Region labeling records
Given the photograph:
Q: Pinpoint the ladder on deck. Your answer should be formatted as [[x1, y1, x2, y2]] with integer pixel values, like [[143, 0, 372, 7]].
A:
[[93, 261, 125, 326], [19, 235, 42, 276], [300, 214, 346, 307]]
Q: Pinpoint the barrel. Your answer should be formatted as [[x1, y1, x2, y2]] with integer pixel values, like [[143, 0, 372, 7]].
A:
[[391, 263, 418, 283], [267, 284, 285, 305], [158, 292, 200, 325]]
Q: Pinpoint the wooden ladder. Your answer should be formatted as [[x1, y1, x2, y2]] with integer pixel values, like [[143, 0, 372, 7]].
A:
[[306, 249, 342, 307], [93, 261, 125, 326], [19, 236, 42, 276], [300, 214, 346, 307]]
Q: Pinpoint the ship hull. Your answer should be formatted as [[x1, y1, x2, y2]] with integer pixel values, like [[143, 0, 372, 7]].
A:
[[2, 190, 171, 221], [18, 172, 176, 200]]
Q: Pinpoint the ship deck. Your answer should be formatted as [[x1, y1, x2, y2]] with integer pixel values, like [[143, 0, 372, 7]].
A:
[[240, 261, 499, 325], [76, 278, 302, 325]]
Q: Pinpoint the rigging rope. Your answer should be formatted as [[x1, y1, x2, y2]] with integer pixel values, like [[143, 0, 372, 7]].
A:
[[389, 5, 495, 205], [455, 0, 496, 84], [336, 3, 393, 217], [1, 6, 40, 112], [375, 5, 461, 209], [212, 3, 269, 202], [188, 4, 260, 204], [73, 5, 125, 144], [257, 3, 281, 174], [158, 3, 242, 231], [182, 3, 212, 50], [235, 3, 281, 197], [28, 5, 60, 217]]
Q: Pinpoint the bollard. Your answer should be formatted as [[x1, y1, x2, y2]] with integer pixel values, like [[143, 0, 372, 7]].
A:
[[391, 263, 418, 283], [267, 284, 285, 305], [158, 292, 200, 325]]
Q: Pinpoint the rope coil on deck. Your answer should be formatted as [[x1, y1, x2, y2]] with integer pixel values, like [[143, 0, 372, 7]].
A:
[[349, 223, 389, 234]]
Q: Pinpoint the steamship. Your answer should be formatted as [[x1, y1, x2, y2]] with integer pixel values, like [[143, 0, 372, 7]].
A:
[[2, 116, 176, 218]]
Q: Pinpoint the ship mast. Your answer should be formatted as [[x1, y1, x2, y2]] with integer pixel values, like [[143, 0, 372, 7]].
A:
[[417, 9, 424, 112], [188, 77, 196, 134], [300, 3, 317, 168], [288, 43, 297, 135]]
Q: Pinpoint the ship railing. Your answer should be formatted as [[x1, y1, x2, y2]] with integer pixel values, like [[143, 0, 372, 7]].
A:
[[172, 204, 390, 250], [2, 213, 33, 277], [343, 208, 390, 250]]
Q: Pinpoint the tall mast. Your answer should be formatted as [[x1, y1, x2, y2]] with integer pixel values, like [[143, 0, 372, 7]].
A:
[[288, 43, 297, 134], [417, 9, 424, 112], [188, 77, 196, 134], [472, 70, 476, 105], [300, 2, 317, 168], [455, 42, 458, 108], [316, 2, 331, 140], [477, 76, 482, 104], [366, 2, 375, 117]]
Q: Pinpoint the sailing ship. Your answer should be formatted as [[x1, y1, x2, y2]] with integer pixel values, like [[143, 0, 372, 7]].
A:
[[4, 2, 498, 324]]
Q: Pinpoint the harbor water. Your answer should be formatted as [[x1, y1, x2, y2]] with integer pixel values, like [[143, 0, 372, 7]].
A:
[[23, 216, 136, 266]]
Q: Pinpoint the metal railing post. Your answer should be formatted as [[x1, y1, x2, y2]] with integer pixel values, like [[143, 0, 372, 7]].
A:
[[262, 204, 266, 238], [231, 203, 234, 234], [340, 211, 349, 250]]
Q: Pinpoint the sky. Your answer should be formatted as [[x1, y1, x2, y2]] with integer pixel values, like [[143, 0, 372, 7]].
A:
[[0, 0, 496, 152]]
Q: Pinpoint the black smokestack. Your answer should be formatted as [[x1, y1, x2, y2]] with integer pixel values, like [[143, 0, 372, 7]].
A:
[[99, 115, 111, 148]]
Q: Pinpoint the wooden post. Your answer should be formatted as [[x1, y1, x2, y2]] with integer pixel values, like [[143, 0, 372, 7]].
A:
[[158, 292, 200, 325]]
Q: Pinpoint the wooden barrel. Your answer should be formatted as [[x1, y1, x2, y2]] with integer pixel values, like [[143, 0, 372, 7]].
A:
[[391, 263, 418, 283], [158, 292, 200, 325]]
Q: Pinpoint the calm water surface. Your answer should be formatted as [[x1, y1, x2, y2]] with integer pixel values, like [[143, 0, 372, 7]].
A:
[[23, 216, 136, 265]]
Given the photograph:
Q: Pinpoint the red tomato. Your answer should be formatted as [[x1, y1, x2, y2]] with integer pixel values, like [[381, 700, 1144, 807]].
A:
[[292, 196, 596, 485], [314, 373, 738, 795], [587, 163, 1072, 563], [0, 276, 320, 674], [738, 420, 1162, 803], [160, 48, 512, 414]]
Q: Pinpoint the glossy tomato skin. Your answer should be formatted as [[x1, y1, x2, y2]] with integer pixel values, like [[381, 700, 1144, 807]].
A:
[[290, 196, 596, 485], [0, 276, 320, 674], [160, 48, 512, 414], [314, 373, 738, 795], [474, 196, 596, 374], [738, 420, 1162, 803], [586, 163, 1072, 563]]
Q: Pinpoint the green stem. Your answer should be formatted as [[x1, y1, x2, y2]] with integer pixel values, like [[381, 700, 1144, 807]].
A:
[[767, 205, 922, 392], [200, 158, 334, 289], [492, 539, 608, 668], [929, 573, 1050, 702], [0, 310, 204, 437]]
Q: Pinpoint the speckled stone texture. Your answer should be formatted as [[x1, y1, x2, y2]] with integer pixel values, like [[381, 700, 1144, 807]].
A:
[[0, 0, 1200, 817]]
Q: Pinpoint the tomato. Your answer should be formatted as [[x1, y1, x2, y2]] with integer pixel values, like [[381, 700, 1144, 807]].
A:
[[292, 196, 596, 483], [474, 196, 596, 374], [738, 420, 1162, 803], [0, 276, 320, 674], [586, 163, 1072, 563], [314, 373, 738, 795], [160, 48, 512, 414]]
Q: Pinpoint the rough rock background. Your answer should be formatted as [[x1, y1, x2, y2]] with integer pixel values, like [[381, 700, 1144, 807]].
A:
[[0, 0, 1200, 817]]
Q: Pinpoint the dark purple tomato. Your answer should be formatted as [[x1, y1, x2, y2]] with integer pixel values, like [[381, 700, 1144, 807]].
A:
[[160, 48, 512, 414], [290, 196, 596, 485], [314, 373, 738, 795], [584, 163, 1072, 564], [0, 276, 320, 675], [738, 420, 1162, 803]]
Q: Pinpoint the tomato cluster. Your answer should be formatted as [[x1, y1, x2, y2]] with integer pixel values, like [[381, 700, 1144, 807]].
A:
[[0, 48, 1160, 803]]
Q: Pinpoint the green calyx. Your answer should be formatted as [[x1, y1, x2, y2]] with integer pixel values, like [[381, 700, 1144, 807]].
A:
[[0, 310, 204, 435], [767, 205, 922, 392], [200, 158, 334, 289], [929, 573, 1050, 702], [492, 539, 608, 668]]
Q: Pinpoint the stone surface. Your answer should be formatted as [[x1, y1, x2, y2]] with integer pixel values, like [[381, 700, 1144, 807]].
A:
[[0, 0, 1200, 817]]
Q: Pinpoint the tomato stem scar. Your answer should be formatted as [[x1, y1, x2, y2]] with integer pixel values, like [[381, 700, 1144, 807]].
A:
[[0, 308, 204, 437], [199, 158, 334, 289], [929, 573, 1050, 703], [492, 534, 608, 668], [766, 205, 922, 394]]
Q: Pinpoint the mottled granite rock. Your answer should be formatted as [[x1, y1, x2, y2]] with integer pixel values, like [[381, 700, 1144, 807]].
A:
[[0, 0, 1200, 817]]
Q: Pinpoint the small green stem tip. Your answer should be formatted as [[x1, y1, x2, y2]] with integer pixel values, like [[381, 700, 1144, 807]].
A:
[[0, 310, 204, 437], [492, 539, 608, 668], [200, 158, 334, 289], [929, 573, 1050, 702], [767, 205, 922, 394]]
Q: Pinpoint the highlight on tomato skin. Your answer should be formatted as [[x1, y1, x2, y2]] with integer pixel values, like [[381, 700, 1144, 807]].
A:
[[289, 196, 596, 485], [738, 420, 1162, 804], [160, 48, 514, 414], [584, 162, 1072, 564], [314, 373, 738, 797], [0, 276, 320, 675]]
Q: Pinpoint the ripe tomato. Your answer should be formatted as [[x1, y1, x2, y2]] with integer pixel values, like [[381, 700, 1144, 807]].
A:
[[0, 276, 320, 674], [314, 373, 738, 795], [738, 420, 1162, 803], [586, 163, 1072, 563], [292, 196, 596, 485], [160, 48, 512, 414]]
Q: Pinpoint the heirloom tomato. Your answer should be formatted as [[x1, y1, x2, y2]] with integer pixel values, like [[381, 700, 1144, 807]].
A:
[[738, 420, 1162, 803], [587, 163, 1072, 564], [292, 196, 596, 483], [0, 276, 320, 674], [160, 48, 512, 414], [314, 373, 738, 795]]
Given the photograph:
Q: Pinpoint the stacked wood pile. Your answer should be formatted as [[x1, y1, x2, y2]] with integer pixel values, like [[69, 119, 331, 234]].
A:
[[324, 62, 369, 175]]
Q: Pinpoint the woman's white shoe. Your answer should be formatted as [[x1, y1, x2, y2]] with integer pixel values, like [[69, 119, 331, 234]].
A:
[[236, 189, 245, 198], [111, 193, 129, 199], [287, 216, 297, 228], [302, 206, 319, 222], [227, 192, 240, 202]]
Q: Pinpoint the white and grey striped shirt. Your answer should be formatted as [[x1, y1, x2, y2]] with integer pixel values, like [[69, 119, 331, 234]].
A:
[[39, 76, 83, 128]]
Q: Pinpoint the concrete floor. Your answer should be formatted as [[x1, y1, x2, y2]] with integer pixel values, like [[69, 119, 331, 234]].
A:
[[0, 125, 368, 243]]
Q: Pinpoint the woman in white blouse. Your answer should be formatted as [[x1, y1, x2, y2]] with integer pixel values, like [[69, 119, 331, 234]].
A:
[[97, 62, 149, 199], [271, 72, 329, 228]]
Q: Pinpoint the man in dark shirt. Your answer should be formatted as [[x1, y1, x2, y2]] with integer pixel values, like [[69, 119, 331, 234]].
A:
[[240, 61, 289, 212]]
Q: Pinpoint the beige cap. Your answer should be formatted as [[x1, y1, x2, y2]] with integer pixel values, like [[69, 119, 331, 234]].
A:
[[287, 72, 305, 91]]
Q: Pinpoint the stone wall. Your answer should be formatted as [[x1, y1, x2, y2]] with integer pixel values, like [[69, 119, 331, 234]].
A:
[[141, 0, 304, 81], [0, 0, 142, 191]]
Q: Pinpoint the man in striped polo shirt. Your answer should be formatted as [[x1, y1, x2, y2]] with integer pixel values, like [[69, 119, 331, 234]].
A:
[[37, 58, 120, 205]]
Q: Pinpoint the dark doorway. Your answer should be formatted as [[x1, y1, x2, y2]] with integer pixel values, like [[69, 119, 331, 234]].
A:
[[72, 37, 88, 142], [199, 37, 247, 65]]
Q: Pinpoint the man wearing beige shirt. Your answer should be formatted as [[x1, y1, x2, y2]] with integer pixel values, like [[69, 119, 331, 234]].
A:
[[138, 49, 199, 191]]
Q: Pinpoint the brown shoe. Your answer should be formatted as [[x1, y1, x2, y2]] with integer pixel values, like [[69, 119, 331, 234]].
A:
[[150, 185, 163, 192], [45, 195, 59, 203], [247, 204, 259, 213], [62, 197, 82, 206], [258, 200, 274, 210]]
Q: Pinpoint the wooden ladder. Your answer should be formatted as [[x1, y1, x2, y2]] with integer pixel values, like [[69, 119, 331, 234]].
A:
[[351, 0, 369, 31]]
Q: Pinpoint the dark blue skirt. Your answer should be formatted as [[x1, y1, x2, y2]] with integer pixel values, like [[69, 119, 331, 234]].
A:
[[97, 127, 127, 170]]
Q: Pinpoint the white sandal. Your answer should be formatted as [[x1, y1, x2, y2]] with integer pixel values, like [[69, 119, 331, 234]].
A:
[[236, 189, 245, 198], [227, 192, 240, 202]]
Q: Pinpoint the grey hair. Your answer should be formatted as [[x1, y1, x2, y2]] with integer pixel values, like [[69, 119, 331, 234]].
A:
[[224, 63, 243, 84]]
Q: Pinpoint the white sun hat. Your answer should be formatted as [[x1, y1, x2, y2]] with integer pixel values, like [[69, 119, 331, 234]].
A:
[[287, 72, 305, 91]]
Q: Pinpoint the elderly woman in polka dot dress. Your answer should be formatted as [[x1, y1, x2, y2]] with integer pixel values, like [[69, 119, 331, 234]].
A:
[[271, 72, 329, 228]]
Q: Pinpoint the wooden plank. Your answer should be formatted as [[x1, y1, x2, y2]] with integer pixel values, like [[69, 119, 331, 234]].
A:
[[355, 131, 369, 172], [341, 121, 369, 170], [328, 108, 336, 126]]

** Aim of the exercise **
Rewrite the material from the line containing "Q: Pinpoint the stone wall." through the line containing "[[138, 49, 199, 191]]", inclusive, with every line kept, requests included. Offset each box coordinate in the answers by -120, leaving the numbers in the requests and their format samples unchanged.

** Full solution **
Q: Pinpoint the stone wall. Your answer should be formatted as [[x1, y1, x2, y2]] with integer pixel values, like [[69, 119, 331, 234]].
A:
[[21, -120, 184, -39], [-120, -120, 22, 71]]
Q: Pinpoint the man in striped polo shirt. Your answer should be formatted as [[x1, y1, x2, y2]] with integer pixel values, like [[69, 119, 331, 234]].
A:
[[-83, -62, 0, 85]]
Q: Pinpoint the dark doorway. Your answer should be formatted as [[x1, y1, x2, y2]] with integer pixel values, like [[69, 119, 331, 234]].
A:
[[-48, -83, -32, 22], [79, -83, 127, -55]]
Q: Pinpoint the man wearing beige shirt. Your answer should be formatted as [[x1, y1, x2, y2]] with integer pixel values, like [[69, 119, 331, 234]].
A:
[[18, -71, 79, 71]]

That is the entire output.